- **EXTRACTED INFORMATION**:

** START **

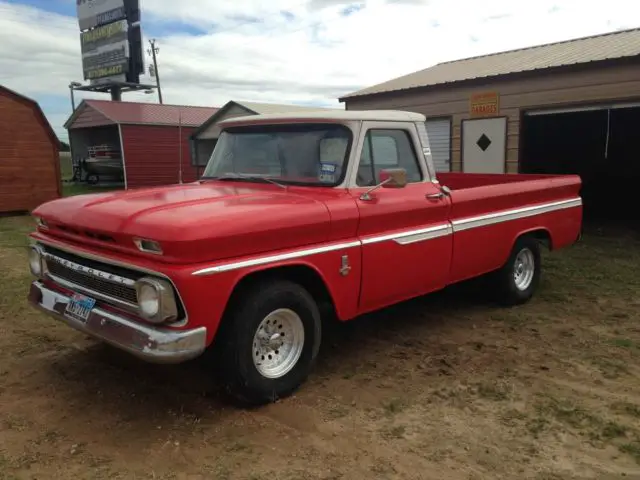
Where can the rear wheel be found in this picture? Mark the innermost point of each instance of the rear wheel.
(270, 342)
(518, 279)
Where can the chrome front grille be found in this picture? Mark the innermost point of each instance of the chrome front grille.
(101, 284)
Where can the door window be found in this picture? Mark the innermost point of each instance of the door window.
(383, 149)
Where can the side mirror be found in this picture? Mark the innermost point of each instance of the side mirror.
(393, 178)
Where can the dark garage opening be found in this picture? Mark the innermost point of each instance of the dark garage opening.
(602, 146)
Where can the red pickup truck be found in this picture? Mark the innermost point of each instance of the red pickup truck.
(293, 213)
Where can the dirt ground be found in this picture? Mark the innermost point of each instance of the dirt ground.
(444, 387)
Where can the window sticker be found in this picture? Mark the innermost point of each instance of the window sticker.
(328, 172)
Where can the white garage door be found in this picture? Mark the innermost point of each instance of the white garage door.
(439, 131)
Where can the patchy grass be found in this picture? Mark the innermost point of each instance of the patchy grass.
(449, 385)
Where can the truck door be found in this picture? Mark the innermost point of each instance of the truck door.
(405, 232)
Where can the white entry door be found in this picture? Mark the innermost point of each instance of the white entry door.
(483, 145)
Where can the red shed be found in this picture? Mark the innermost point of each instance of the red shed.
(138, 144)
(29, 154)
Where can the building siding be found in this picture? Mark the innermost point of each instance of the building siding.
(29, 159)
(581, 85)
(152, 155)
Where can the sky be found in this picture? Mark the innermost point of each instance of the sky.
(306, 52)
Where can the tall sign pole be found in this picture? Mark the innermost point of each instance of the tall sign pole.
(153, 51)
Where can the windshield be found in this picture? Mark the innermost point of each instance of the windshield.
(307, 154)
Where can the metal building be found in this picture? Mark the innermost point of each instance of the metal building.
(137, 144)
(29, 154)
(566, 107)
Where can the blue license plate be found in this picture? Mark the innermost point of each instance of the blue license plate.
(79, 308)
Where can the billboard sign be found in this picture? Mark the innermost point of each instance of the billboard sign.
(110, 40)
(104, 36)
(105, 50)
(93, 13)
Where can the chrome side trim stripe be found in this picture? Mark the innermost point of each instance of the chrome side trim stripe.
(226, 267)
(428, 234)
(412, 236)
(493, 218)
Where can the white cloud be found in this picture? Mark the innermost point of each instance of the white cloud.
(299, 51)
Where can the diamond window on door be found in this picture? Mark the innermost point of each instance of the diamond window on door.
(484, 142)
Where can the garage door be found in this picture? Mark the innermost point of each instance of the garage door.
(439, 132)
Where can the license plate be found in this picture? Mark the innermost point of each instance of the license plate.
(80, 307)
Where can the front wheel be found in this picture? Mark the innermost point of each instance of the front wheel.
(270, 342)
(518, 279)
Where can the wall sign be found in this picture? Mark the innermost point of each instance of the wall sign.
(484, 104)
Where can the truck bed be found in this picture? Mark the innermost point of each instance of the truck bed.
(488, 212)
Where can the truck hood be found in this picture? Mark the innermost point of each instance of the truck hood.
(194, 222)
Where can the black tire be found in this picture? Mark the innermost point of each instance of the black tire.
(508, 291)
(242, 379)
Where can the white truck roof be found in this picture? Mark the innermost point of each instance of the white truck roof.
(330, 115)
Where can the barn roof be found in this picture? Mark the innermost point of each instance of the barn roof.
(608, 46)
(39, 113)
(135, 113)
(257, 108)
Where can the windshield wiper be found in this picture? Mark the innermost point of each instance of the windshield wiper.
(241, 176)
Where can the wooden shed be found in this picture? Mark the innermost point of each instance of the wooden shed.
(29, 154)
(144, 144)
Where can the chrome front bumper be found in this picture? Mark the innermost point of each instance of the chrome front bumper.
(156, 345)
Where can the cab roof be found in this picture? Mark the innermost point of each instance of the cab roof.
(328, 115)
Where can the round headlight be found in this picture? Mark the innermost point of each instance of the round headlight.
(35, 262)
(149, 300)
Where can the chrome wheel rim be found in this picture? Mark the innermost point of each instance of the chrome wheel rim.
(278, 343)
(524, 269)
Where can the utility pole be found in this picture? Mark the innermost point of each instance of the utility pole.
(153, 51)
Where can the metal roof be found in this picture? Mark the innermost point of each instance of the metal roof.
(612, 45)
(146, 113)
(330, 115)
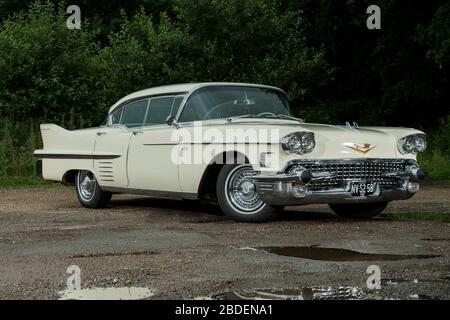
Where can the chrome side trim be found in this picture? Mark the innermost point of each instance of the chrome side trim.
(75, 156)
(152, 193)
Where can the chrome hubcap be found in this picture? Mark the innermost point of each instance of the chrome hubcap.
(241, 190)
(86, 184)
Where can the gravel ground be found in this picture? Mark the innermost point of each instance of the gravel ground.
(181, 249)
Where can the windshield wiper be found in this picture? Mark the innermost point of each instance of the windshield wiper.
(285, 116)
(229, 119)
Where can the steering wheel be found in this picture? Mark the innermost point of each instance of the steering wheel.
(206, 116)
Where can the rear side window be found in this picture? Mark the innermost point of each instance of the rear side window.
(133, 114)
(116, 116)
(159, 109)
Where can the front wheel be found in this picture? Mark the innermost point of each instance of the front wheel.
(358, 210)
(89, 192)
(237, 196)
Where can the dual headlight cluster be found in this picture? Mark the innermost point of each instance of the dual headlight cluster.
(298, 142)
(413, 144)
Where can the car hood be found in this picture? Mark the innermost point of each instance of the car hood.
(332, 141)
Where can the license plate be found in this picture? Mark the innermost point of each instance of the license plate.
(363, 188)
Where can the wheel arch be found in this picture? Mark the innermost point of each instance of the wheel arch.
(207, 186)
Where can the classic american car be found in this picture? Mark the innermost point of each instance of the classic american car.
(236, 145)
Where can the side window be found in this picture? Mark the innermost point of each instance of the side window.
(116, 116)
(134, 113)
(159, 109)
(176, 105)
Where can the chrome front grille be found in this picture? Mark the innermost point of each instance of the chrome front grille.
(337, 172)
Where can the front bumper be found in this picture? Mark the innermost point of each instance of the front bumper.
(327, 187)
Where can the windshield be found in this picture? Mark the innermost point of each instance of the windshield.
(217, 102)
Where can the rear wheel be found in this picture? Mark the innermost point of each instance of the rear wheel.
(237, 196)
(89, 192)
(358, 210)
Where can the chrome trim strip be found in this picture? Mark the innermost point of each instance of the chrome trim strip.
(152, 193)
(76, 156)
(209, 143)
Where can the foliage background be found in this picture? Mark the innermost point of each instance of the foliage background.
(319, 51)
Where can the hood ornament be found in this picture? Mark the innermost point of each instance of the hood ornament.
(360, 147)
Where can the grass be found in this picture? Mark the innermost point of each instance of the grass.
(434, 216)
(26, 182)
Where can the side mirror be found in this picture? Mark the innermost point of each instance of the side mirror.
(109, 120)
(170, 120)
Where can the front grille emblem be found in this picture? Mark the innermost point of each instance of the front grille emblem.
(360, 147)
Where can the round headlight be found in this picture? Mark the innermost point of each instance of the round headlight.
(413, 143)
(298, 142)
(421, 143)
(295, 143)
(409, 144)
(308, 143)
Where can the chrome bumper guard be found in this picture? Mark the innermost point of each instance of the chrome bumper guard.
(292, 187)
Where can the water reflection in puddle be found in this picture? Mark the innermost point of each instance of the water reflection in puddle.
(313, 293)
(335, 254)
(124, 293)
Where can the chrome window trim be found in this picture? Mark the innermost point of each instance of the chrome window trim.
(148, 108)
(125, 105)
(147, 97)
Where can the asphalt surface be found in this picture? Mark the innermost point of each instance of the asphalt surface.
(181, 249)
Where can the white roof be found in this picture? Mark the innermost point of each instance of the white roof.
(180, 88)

** END **
** START **

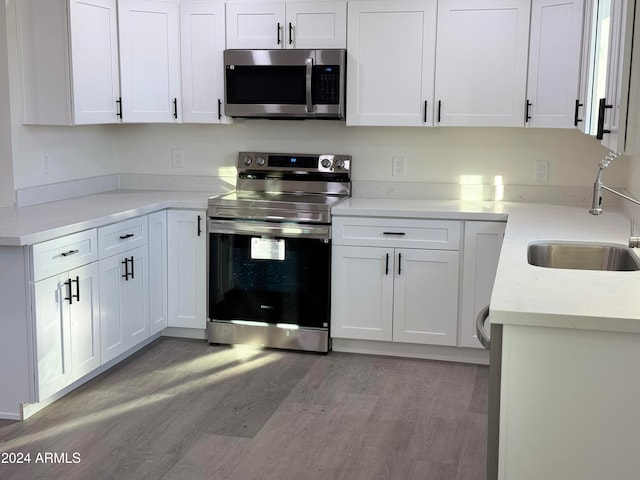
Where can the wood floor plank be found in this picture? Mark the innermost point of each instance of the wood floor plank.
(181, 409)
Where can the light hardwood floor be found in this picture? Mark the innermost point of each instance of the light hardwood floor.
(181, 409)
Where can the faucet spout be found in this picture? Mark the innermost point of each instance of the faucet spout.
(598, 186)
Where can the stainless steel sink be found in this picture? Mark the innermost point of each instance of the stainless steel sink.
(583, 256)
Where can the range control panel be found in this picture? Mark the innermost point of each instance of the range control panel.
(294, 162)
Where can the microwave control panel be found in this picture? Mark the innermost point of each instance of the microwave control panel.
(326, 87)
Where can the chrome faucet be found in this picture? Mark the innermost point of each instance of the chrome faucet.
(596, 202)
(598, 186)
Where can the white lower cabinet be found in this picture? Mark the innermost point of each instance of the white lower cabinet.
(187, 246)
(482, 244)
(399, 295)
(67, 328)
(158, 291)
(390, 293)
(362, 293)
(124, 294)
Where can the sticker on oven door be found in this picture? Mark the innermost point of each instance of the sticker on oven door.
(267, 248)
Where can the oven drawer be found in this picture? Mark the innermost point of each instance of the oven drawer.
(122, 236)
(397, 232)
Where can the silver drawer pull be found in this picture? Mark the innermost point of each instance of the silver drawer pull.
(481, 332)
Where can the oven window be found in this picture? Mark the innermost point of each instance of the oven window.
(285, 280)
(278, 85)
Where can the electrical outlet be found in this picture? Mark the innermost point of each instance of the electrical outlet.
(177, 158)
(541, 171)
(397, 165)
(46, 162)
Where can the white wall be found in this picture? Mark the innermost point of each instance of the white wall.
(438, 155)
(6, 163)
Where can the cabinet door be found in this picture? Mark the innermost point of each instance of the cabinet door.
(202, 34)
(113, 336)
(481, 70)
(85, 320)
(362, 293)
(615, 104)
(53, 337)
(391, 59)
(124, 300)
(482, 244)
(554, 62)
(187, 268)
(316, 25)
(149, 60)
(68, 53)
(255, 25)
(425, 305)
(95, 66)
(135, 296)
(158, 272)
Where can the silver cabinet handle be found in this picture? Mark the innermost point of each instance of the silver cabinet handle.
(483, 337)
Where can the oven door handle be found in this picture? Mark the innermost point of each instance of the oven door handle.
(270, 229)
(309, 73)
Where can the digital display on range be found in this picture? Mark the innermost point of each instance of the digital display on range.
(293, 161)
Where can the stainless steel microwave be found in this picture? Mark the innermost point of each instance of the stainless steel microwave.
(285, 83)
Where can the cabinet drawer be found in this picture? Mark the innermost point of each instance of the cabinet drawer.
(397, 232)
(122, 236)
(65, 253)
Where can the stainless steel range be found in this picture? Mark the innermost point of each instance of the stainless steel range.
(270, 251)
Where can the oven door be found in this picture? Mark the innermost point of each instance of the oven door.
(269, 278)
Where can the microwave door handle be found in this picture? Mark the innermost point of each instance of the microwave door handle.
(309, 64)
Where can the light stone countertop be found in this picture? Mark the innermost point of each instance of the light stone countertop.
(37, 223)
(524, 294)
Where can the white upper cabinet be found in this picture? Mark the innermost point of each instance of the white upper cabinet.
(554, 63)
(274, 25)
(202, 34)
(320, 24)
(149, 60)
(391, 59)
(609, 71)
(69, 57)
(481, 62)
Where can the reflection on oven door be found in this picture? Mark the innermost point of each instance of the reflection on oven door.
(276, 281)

** END **
** START **

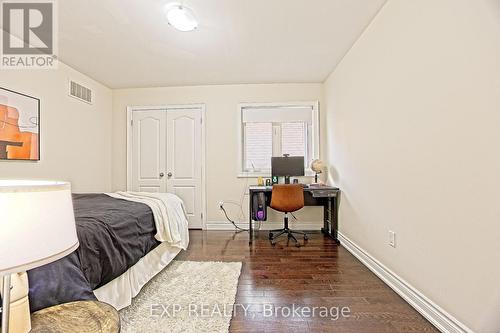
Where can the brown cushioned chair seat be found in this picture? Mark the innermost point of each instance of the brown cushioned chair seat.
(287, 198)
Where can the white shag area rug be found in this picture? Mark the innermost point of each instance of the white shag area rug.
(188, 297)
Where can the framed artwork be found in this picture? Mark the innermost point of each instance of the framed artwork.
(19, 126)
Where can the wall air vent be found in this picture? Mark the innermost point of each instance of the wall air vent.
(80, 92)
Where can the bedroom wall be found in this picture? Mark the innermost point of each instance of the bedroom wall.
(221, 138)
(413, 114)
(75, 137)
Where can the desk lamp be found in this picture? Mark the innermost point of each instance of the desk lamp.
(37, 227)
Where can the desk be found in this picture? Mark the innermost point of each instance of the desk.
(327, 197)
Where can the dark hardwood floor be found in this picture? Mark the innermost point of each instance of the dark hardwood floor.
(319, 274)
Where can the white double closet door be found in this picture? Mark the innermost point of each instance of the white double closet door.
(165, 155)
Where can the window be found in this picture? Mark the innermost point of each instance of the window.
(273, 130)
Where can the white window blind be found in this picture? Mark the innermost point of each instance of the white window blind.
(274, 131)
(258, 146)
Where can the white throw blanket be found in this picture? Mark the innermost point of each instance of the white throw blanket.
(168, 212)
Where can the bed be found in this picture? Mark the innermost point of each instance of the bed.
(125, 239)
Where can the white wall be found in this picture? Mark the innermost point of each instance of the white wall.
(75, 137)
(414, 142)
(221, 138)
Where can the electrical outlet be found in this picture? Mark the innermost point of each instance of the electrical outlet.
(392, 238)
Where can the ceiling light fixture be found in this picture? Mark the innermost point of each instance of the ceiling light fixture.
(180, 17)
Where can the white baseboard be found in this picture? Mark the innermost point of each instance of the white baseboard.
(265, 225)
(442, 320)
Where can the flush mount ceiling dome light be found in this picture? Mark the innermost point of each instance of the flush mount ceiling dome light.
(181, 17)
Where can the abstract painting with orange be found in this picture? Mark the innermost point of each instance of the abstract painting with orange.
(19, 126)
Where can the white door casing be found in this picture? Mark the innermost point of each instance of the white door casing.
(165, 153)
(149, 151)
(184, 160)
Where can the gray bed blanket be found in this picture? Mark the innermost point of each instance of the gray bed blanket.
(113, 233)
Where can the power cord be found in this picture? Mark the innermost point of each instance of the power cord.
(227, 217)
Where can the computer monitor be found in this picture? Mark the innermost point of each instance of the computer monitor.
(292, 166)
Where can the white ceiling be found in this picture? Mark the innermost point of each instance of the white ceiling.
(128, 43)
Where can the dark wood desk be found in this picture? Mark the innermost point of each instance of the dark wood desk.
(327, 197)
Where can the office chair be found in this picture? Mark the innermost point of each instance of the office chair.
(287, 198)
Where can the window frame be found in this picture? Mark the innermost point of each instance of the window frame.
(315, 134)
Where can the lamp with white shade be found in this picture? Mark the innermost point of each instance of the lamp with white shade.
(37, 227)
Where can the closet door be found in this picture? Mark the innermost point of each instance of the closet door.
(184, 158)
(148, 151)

** END **

- **WHAT YOU WILL DO**: List every line above that contains the word "floor". Case counts.

- **EXERCISE SOLUTION**:
Where can the wood floor plank be found in this picture? Mark the innermost point of each instance of the wood floor plank.
Where can the light hardwood floor be found in this picture? Mark the innermost point of each instance of the light hardwood floor.
Where can the dark hardwood floor be found in this picture? Mark the innermost point of each instance of the dark hardwood floor.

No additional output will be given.